Items from a data source:
------------------------------------------------------------------------
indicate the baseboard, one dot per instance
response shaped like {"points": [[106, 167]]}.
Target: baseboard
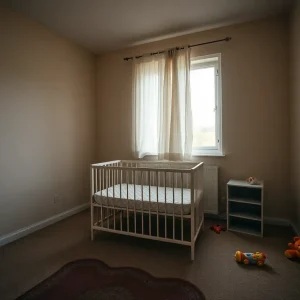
{"points": [[8, 238]]}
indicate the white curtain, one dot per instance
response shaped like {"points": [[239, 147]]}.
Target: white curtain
{"points": [[162, 116]]}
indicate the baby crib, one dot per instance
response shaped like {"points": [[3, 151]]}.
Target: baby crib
{"points": [[158, 200]]}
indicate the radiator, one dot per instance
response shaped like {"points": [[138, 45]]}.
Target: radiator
{"points": [[211, 202]]}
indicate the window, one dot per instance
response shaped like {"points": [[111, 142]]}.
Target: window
{"points": [[205, 81]]}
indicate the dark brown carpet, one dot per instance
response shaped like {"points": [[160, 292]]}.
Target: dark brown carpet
{"points": [[28, 261], [91, 279]]}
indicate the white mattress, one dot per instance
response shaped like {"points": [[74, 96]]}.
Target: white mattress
{"points": [[107, 198]]}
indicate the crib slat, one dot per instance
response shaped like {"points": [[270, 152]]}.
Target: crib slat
{"points": [[142, 185], [173, 207], [149, 181], [127, 178], [181, 206], [101, 209], [134, 192], [157, 214], [165, 204], [107, 186], [114, 211], [121, 218]]}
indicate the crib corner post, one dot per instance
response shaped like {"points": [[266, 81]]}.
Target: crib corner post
{"points": [[192, 217], [91, 198], [192, 251]]}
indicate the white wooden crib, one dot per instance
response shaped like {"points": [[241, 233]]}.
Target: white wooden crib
{"points": [[154, 200]]}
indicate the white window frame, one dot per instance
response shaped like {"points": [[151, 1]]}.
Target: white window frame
{"points": [[217, 150]]}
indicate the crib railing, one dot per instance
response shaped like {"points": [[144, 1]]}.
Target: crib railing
{"points": [[151, 219]]}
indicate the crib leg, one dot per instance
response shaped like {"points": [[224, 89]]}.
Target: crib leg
{"points": [[193, 251]]}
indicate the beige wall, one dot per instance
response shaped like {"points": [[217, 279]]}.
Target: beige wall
{"points": [[255, 104], [295, 112], [47, 116]]}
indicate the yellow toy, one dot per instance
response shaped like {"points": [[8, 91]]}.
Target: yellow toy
{"points": [[294, 251], [257, 258]]}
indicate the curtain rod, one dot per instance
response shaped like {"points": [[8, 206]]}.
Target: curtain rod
{"points": [[227, 39]]}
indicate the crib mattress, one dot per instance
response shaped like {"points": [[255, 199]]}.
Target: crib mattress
{"points": [[119, 200]]}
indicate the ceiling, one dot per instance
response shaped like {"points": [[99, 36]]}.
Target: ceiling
{"points": [[103, 25]]}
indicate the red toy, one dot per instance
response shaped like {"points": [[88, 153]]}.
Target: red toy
{"points": [[218, 228]]}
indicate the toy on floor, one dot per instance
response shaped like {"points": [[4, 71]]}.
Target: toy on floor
{"points": [[218, 228], [257, 258], [294, 251]]}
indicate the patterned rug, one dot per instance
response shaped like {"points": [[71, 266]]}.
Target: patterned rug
{"points": [[91, 279]]}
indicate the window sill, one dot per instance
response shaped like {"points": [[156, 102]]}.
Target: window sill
{"points": [[216, 154]]}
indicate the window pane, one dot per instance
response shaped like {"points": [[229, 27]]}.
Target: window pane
{"points": [[203, 96]]}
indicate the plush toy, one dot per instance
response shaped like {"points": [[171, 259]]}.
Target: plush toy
{"points": [[257, 258], [294, 251], [218, 228], [252, 180]]}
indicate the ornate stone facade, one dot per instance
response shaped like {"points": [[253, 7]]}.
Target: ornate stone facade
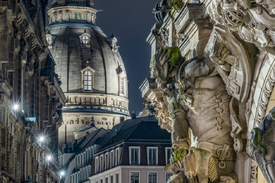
{"points": [[212, 78], [90, 68], [30, 95]]}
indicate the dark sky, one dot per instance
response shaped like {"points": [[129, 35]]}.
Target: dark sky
{"points": [[131, 22]]}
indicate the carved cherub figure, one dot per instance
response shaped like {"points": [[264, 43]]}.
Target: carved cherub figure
{"points": [[198, 101], [262, 146]]}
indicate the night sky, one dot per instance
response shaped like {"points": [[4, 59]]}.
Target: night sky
{"points": [[130, 21]]}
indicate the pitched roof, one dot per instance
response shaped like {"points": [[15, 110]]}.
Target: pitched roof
{"points": [[137, 130]]}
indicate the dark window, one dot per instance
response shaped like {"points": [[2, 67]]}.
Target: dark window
{"points": [[117, 179], [168, 154], [168, 175], [134, 177], [134, 156], [152, 177], [112, 179], [152, 156]]}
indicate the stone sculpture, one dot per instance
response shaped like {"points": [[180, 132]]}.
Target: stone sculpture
{"points": [[212, 96], [196, 95], [262, 146]]}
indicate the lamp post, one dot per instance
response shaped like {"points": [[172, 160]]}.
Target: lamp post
{"points": [[49, 158]]}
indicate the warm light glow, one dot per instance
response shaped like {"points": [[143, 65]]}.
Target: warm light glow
{"points": [[16, 107], [62, 173], [49, 157], [41, 139]]}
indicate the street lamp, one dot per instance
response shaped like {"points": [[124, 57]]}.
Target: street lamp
{"points": [[15, 107], [41, 138], [62, 173], [49, 157]]}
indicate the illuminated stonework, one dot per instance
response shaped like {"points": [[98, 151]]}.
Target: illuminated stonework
{"points": [[212, 78], [90, 68]]}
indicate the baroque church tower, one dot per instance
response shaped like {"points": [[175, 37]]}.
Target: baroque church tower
{"points": [[90, 68]]}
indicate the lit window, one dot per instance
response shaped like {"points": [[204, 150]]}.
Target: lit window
{"points": [[49, 40], [117, 156], [96, 165], [112, 178], [106, 160], [117, 178], [121, 85], [87, 79], [168, 154], [134, 156], [85, 39], [152, 177], [101, 163], [168, 175], [134, 177], [77, 16], [112, 159], [152, 156]]}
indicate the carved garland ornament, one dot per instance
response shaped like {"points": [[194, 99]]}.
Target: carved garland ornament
{"points": [[267, 89]]}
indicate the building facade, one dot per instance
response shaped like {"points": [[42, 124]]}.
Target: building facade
{"points": [[30, 96], [134, 151], [213, 59], [89, 66]]}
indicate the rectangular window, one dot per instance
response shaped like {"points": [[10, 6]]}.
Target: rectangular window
{"points": [[96, 165], [134, 156], [101, 163], [134, 177], [121, 85], [117, 157], [152, 177], [112, 159], [117, 178], [168, 154], [152, 156], [168, 175], [112, 179], [106, 160]]}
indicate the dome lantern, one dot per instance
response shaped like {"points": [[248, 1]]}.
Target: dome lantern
{"points": [[89, 65]]}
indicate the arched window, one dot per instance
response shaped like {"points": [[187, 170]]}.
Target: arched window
{"points": [[87, 79], [77, 16]]}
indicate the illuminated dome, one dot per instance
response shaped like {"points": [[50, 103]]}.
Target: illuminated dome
{"points": [[89, 65]]}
------------------------------------------------------------------------
> _Your instructions_
Please convert all of the data above into a JSON list of strings, one string per line. Skip blank lines and omit the picture placeholders.

> _Reply_
[
  "indicate the baseboard, one dot per instance",
  "response shaped like {\"points\": [[106, 167]]}.",
  "Target: baseboard",
  "{\"points\": [[8, 238]]}",
  "indicate the white curtain, one dot per instance",
  "response shaped like {\"points\": [[239, 147]]}.",
  "Target: white curtain",
  "{\"points\": [[162, 116]]}",
  "indicate the baby crib, one dot per instance",
  "response shaped like {\"points\": [[3, 151]]}.",
  "Target: baby crib",
  "{\"points\": [[158, 200]]}",
  "indicate the radiator, one dot per instance",
  "response shaped like {\"points\": [[138, 45]]}.",
  "Target: radiator",
  "{\"points\": [[211, 202]]}",
  "indicate the window, one dot per instance",
  "response shaped like {\"points\": [[111, 142]]}.",
  "Target: window",
  "{\"points\": [[205, 81]]}",
  "indicate the dark brown carpet, one dot per instance",
  "response shaped like {\"points\": [[160, 292]]}.",
  "Target: dark brown carpet",
  "{\"points\": [[28, 261], [91, 279]]}",
  "indicate the white mattress, one dot per instance",
  "response shaped like {\"points\": [[74, 96]]}.",
  "Target: white mattress",
  "{\"points\": [[107, 198]]}",
  "indicate the crib slat, one dot per instance",
  "response shaped like {\"points\": [[270, 152]]}.",
  "Target: crib slat",
  "{\"points\": [[142, 185], [173, 207], [149, 181], [127, 178], [181, 206], [101, 209], [134, 192], [157, 214], [165, 204], [107, 186], [114, 211], [121, 218]]}",
  "indicate the crib corner post, one dot per instance",
  "response shaped like {\"points\": [[266, 81]]}.",
  "Target: crib corner post",
  "{\"points\": [[192, 217], [91, 198], [192, 251]]}",
  "indicate the white wooden crib, one dot per instance",
  "response shaped like {\"points\": [[241, 233]]}.",
  "Target: white wooden crib",
  "{\"points\": [[154, 200]]}",
  "indicate the white window frame, one dot per instance",
  "response shaped like {\"points\": [[151, 1]]}.",
  "Target: white window frame",
  "{\"points\": [[217, 150]]}",
  "indicate the crib railing, one dot per instance",
  "response shaped like {\"points\": [[144, 1]]}.",
  "Target: crib railing",
  "{\"points\": [[151, 219]]}",
  "indicate the crib leg, one dot per instance",
  "response shaped like {\"points\": [[224, 89]]}.",
  "Target: crib leg",
  "{\"points\": [[193, 251]]}",
  "indicate the beige wall, one dot per instance",
  "response shaped like {\"points\": [[217, 279]]}.",
  "Target: beige wall",
  "{\"points\": [[255, 104], [295, 112], [47, 116]]}",
  "indicate the yellow toy, one dot per instance",
  "response shaped like {\"points\": [[8, 91]]}.",
  "Target: yellow toy",
  "{\"points\": [[294, 251], [257, 258]]}",
  "indicate the curtain rod, one dot per instance",
  "response shaped like {\"points\": [[8, 206]]}.",
  "Target: curtain rod",
  "{\"points\": [[227, 39]]}",
  "indicate the crib mattress, one dot per instance",
  "response shaped like {\"points\": [[255, 199]]}.",
  "Target: crib mattress",
  "{\"points\": [[119, 200]]}",
  "indicate the ceiling, one dot per instance",
  "response shaped like {\"points\": [[99, 36]]}.",
  "Target: ceiling",
  "{\"points\": [[103, 25]]}",
  "indicate the red toy, one dot per instance",
  "response shaped like {\"points\": [[88, 153]]}.",
  "Target: red toy",
  "{\"points\": [[218, 228]]}",
  "indicate the toy on floor, one dot per instance",
  "response shaped like {\"points\": [[4, 71]]}.",
  "Target: toy on floor",
  "{\"points\": [[218, 228], [257, 258], [294, 251]]}",
  "indicate the patterned rug, one dot per instance",
  "response shaped like {\"points\": [[71, 266]]}.",
  "Target: patterned rug",
  "{\"points\": [[91, 279]]}",
  "indicate the window sill, one dot per instance",
  "response shaped like {\"points\": [[156, 102]]}.",
  "Target: window sill",
  "{\"points\": [[216, 154]]}",
  "indicate the window pane, one dot per instance",
  "response shaped like {\"points\": [[229, 27]]}.",
  "Target: window pane",
  "{\"points\": [[203, 96]]}",
  "indicate the plush toy, one dot per instance",
  "response shaped like {\"points\": [[171, 259]]}.",
  "Target: plush toy",
  "{\"points\": [[257, 258], [294, 251], [218, 228], [252, 180]]}",
  "indicate the ornate stone facade, one dot per instance",
  "response shaped like {\"points\": [[253, 7]]}.",
  "Target: ornate stone facade",
  "{\"points\": [[212, 78], [90, 68], [30, 95]]}",
  "indicate the dark sky, one dot per instance",
  "response shaped like {\"points\": [[129, 35]]}.",
  "Target: dark sky",
  "{\"points\": [[131, 22]]}",
  "indicate the carved cherub figure, one dot per instance",
  "response shaped like {\"points\": [[264, 43]]}.",
  "Target: carved cherub figure",
  "{\"points\": [[198, 101], [262, 146]]}",
  "indicate the night sky, one dot per instance",
  "response shaped like {\"points\": [[4, 59]]}.",
  "Target: night sky",
  "{\"points\": [[130, 21]]}",
  "indicate the pitched roof, one dot per instance",
  "response shaped like {\"points\": [[15, 110]]}.",
  "Target: pitched roof",
  "{\"points\": [[137, 130]]}",
  "indicate the dark window, one dot per instance",
  "response shaped like {\"points\": [[2, 67]]}.",
  "Target: dark window",
  "{\"points\": [[117, 179], [168, 154], [168, 175], [134, 177], [134, 156], [152, 177], [112, 179], [152, 156]]}",
  "indicate the stone sculpture, one dot per instance",
  "response shaped like {\"points\": [[180, 132]]}.",
  "Target: stone sculpture",
  "{\"points\": [[212, 96], [196, 95], [262, 146]]}",
  "indicate the lamp post, one dot per instance",
  "response shaped like {\"points\": [[172, 160]]}.",
  "Target: lamp post",
  "{\"points\": [[49, 158]]}",
  "indicate the warm light glow, one dot per instance",
  "response shaped like {\"points\": [[143, 65]]}.",
  "Target: warm light glow",
  "{\"points\": [[16, 107], [62, 173], [49, 157], [41, 139]]}",
  "indicate the street lamp, one dot per instance",
  "response shaped like {\"points\": [[124, 57]]}.",
  "Target: street lamp",
  "{\"points\": [[15, 107], [41, 138], [62, 173], [49, 157]]}",
  "indicate the illuminated stonework, one dot per instance",
  "response shaped like {\"points\": [[98, 151]]}.",
  "Target: illuminated stonework",
  "{\"points\": [[212, 78], [90, 68]]}",
  "indicate the baroque church tower, one dot per instance",
  "response shaped like {\"points\": [[175, 37]]}.",
  "Target: baroque church tower",
  "{\"points\": [[90, 68]]}",
  "indicate the lit window, one dot per instance",
  "response shaped like {\"points\": [[204, 150]]}.",
  "Target: lit window",
  "{\"points\": [[49, 40], [117, 156], [96, 165], [112, 178], [106, 160], [117, 178], [121, 85], [87, 79], [168, 154], [134, 156], [85, 39], [152, 177], [101, 163], [168, 175], [134, 177], [77, 16], [112, 159], [152, 156]]}",
  "indicate the carved garland ornament, one dot per instance",
  "response shaped like {\"points\": [[194, 99]]}.",
  "Target: carved garland ornament",
  "{\"points\": [[267, 89]]}",
  "indicate the building facade, one dot per instance",
  "response shaped like {\"points\": [[42, 124]]}.",
  "Target: building facade",
  "{\"points\": [[30, 96], [134, 151], [213, 59], [89, 66]]}",
  "indicate the rectangular window, one dot per instance",
  "response shaped like {\"points\": [[10, 6]]}.",
  "Target: rectangular window",
  "{\"points\": [[96, 165], [134, 156], [101, 163], [134, 177], [121, 85], [117, 157], [152, 177], [112, 159], [117, 178], [168, 154], [152, 156], [168, 175], [112, 179], [106, 160]]}",
  "indicate the dome lantern, one dot per instance",
  "response shaped like {\"points\": [[248, 1]]}.",
  "Target: dome lantern",
  "{\"points\": [[89, 65]]}",
  "indicate the arched window, one dot per instance",
  "response shaped like {\"points\": [[187, 170]]}.",
  "Target: arched window",
  "{\"points\": [[87, 79], [77, 16]]}",
  "indicate the illuminated dome, one dot per instance",
  "response shaped like {\"points\": [[50, 103]]}.",
  "Target: illuminated dome",
  "{\"points\": [[89, 65]]}"
]